SOURCE DATA —
══════

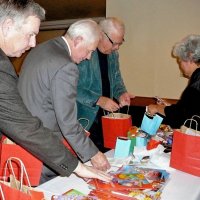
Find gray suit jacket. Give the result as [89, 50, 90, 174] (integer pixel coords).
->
[0, 49, 78, 176]
[18, 37, 98, 162]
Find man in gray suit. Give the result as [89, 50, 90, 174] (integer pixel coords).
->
[0, 0, 111, 184]
[18, 19, 111, 183]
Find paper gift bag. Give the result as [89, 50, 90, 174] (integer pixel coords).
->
[131, 136, 147, 148]
[102, 113, 132, 149]
[114, 137, 133, 158]
[0, 183, 5, 200]
[0, 157, 44, 200]
[170, 130, 200, 176]
[141, 113, 163, 135]
[180, 116, 200, 135]
[0, 181, 44, 200]
[0, 137, 42, 186]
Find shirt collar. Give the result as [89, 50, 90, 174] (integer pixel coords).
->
[62, 36, 71, 56]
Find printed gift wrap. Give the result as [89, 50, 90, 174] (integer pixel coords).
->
[127, 127, 148, 150]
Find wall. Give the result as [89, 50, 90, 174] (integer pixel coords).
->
[106, 0, 200, 99]
[12, 0, 106, 74]
[11, 30, 66, 74]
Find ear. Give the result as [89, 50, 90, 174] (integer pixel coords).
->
[2, 18, 14, 36]
[73, 36, 83, 47]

══════

PROBLEM REQUIREMENTS — For the string "result", find every line of the material that contains it, and copy each one.

THE ANSWER —
Find gray suit jacket. Give the result as [89, 50, 90, 174] (integer pixel coords).
Find man in gray suit. Give the result as [89, 50, 90, 174] (integer pixel coords).
Find paper gift bag. Give the result as [89, 50, 90, 174] (integer pixel coords).
Find shirt collar. Give the result as [89, 50, 90, 174] (integer pixel coords).
Find printed gift wrap. Give the result as [89, 50, 90, 174] (integer pixel coords).
Find wall. Give the result as [89, 50, 90, 174] (integer pixel coords).
Find ear. Give the result as [89, 50, 90, 174] (integer pixel coords).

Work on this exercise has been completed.